■ Directions for this task
Rewrite the items below, changing each "hex bolt head" to "bolt head" and keeping everything else the same. Leave the pictures out of your version.

___ Extracted material ___

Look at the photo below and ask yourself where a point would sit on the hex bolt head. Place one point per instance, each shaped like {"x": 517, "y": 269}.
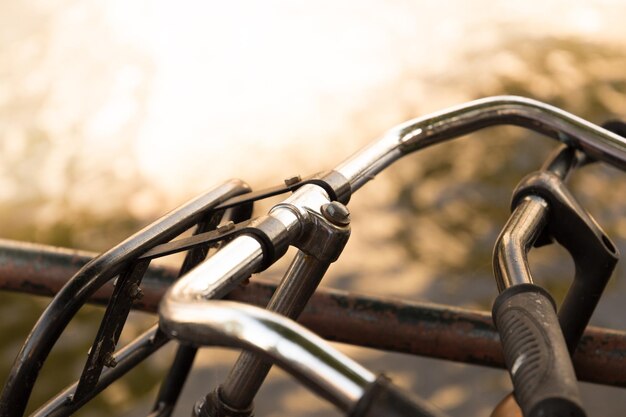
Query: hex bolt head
{"x": 293, "y": 180}
{"x": 135, "y": 292}
{"x": 227, "y": 227}
{"x": 336, "y": 213}
{"x": 109, "y": 361}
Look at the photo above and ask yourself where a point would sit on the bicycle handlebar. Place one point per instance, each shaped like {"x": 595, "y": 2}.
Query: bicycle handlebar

___

■ The output
Look at the photo below and ask yourself where a point would sit on the bolt head. Place one point per instance, each shaped like {"x": 517, "y": 269}.
Query: bolt head
{"x": 293, "y": 180}
{"x": 135, "y": 292}
{"x": 227, "y": 227}
{"x": 336, "y": 213}
{"x": 109, "y": 361}
Look at the photo above and ask yourself where a point would sit on the bicycle handlebar. Place one point per instance, each shaped like {"x": 595, "y": 2}.
Query: bicycle handlebar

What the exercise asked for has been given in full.